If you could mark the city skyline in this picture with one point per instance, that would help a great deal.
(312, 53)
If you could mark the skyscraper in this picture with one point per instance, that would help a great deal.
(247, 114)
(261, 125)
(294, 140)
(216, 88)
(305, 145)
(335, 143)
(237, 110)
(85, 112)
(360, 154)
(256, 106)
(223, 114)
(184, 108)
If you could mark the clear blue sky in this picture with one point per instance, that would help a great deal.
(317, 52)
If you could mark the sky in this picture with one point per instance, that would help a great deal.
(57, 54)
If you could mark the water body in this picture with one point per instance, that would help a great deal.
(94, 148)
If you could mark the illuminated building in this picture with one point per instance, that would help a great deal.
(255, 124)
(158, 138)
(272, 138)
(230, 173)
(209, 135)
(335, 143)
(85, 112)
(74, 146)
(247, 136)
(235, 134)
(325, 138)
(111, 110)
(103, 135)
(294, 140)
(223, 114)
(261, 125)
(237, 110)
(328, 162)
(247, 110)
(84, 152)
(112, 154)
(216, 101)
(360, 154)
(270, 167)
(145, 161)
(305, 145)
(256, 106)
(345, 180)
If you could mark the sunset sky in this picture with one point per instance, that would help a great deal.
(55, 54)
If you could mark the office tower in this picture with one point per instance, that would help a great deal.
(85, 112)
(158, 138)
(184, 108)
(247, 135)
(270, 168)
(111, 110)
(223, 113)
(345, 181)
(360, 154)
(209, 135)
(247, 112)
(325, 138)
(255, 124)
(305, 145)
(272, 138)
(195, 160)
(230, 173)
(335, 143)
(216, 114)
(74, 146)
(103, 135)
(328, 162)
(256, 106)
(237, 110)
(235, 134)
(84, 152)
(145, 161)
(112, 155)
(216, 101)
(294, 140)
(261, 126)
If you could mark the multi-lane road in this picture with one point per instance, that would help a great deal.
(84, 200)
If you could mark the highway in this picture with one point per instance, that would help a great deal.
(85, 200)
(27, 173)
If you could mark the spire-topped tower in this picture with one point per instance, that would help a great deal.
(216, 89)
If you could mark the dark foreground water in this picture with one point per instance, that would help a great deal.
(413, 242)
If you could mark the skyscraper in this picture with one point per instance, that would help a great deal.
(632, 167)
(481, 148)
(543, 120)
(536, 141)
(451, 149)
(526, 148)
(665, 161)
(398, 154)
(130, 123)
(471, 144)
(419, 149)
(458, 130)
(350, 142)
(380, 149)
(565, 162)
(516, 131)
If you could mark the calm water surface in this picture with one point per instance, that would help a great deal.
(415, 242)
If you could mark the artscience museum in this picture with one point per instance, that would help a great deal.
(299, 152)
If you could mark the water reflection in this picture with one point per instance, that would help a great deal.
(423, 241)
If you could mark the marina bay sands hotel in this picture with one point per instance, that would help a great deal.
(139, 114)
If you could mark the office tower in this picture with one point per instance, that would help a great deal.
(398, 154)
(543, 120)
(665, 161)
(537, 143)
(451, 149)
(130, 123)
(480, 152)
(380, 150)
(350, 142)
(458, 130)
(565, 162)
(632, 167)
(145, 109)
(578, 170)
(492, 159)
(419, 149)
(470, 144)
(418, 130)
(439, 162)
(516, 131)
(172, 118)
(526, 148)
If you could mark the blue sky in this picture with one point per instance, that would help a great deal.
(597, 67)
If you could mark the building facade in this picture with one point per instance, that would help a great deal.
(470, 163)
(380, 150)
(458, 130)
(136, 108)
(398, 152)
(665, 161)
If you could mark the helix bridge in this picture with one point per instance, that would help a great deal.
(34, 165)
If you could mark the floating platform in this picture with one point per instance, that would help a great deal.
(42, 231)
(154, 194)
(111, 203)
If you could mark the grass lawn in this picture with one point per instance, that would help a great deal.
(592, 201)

┄┄┄┄┄┄┄┄┄┄┄┄┄┄┄┄┄┄┄┄

Problem details
Update the lines from the one containing "If you could mark the building" through the last line by changing "helix bridge" to "footbridge" and leaving everything else unchanged.

Worked answer
If you could mark the building facade in this picture with one point per instance, that would help a great deal.
(470, 163)
(380, 150)
(458, 130)
(136, 108)
(398, 152)
(665, 161)
If you could mark the footbridge in this picture with one point per instance, that would help a great deal.
(34, 165)
If you could mark the floating platform in this picture with one point per instance, that would help a great deal.
(42, 231)
(154, 194)
(111, 203)
If you could mark the grass lawn in this picture with one point per instance, that would help a great deal.
(592, 201)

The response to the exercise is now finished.